--- 选文 ---
● ● ● ● ● ● ●

“官场神经症”
的心理
这段时间,成都市计生委研究室调研员孟立联在微博上假冒计生委办公室主任李琢之名,大曝官场腐败生态的事情被全国人民强势围观。“中枪”的官员达20人。
多方消息证实,孟立联在成都市计生系统内,被公认颇有才气。在当官的同时,他还兼职某研究所教授,属于“知识型官员”。这么“有才”的人,却在仕途上不甚顺利,两度因群众测评不过关。
孟立联绝不是从一开始就故意要整李琢,并没有一个什么精心策划的“阴谋”。他的心理逻辑是:他觉得自己很“有才”,自命清高,但在官场里得不到升迁,无法说服自己认为这是合理的,不爽,郁闷。而在其他人都得到升迁的情况下,受到刺激,羡慕嫉妒恨。他有一种被伤害感。因为不能把处境归罪于自己“没本事”,于是便归罪于官场,尤其是那些刺激到他的人。在心理上,他要报复他们,当然,这个人也包括了李琢。

● ● ● ● ● ● ●

--- 任务要求 ---
据选文，孟立联在微博上假冒了谁的名义？

● ● ● ● ● ● ●

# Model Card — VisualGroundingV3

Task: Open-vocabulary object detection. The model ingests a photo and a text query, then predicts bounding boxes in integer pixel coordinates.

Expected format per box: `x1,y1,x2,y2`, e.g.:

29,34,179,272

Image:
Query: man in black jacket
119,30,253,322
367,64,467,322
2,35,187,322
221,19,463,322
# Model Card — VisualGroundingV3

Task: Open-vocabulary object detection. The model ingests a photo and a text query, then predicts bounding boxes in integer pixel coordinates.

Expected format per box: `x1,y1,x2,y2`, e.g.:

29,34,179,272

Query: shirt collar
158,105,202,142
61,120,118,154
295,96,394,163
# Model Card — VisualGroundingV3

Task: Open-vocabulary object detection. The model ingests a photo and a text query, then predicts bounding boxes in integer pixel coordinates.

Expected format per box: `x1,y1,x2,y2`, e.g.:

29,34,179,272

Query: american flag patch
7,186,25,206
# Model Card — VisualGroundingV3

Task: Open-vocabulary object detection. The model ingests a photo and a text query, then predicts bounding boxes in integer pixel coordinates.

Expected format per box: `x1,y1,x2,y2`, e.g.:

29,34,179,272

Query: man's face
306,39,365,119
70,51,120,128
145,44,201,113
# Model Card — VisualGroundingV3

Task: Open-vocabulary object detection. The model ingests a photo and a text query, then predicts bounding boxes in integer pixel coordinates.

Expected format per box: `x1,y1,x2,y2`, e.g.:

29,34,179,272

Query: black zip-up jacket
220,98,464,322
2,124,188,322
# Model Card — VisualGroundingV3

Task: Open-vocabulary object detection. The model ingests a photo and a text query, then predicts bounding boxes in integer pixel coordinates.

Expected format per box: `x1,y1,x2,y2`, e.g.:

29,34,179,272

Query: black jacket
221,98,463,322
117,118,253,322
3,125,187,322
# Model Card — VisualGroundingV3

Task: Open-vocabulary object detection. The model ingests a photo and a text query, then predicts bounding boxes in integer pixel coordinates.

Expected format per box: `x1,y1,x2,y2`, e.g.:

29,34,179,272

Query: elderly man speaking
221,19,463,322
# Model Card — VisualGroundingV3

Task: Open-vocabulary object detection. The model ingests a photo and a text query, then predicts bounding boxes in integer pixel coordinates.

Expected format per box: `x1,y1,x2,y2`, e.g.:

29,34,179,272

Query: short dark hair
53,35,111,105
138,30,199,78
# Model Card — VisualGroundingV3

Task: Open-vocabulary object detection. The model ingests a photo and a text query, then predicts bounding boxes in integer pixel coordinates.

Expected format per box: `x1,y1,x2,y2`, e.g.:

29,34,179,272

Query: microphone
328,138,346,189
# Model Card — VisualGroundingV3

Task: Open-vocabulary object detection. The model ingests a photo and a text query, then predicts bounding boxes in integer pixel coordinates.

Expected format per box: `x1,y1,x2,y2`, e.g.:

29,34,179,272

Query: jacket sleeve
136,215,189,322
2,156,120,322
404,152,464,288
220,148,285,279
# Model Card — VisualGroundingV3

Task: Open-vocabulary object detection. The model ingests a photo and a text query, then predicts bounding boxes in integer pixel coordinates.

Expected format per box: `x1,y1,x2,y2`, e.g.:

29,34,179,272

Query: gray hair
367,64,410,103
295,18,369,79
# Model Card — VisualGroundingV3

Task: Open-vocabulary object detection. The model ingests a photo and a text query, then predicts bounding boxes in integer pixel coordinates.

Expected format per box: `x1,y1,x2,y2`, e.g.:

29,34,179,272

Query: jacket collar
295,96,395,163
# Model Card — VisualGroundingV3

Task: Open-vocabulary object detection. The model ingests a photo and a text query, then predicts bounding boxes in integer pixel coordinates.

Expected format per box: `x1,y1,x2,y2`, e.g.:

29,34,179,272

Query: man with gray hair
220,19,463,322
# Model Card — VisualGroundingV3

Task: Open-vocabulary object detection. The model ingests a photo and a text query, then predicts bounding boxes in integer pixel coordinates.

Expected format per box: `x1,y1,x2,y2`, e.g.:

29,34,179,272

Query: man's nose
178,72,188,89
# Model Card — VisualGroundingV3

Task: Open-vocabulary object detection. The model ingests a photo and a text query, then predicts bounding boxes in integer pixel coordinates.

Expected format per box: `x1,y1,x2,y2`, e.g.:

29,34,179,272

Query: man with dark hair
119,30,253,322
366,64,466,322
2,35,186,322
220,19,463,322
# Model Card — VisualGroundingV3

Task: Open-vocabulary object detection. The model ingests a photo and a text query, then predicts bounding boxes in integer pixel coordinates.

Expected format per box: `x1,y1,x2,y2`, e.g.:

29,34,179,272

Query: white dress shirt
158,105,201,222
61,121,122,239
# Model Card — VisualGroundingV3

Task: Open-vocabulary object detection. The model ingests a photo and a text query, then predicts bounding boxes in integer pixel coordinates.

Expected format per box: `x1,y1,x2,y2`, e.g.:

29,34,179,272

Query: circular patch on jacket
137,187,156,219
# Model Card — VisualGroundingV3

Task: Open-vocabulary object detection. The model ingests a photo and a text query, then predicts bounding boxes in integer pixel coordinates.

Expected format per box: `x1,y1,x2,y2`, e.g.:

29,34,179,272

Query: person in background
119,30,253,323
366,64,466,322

● ● ● ● ● ● ●

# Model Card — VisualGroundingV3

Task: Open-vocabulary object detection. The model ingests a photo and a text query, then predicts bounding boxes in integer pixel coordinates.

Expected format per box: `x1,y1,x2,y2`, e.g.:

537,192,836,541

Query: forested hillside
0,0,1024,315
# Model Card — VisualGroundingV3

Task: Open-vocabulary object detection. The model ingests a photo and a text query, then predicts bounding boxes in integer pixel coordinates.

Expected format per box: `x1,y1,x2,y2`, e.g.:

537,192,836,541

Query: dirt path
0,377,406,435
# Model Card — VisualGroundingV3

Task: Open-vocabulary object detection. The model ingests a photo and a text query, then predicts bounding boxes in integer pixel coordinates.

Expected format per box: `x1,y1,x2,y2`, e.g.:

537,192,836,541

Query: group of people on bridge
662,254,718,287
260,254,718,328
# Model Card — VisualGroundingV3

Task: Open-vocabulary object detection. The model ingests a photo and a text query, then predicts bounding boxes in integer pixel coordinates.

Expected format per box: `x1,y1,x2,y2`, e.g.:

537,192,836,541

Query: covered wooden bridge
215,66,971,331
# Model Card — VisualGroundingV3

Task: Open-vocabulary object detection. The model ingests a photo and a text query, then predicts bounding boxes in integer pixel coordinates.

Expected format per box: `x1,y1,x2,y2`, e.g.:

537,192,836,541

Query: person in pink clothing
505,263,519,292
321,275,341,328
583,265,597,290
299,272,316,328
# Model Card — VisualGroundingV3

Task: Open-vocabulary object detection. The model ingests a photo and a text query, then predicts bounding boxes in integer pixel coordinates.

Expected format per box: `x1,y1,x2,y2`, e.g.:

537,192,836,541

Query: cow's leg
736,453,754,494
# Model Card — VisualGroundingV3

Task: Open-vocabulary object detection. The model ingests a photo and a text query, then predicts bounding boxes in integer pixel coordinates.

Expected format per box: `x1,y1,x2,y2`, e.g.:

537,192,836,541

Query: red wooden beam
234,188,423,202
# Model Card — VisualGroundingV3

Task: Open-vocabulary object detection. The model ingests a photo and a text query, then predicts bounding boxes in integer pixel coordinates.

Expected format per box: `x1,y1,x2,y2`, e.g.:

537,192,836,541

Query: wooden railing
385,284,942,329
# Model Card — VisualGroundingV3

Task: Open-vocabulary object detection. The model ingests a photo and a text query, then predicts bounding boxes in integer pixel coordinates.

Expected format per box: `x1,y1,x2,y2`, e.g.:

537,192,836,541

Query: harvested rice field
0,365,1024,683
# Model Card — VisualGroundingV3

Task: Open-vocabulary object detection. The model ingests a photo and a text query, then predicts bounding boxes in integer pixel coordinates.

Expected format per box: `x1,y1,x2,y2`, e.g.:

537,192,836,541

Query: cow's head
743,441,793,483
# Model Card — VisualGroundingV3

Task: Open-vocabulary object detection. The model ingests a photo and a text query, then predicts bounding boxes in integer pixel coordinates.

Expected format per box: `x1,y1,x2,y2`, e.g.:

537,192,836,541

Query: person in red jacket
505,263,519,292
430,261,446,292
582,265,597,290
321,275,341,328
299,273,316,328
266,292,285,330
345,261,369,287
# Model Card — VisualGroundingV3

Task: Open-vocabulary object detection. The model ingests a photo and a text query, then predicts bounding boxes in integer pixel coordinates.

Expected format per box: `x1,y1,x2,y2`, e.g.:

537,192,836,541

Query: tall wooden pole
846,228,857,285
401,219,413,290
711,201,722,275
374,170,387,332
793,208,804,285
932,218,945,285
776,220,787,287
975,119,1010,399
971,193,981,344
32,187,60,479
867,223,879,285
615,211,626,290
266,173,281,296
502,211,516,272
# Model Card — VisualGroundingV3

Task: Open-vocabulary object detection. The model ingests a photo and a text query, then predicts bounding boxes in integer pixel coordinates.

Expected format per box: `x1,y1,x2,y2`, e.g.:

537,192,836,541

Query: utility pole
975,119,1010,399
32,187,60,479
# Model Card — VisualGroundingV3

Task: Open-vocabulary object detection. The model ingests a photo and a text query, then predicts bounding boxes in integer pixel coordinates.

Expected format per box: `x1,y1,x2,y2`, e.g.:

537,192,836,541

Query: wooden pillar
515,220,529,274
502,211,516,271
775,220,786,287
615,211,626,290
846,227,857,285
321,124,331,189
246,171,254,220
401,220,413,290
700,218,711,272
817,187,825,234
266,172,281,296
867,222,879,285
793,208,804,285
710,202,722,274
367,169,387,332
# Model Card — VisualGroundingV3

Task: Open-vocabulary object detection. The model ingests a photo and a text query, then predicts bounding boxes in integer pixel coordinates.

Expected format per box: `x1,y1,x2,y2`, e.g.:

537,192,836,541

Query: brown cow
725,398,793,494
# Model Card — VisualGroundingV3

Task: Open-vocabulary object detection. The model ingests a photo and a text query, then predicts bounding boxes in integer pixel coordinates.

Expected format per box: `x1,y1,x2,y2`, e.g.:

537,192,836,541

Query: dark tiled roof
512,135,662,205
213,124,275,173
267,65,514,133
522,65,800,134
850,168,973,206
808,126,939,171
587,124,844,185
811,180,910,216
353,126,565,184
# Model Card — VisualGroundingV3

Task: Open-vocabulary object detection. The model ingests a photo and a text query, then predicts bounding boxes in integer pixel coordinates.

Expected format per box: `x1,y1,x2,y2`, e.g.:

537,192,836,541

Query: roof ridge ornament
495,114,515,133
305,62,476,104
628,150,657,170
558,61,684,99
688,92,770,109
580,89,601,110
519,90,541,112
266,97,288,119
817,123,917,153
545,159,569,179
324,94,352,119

● ● ● ● ● ● ●

--- 任务输出 ---
成都市计生委办公室主任李琢。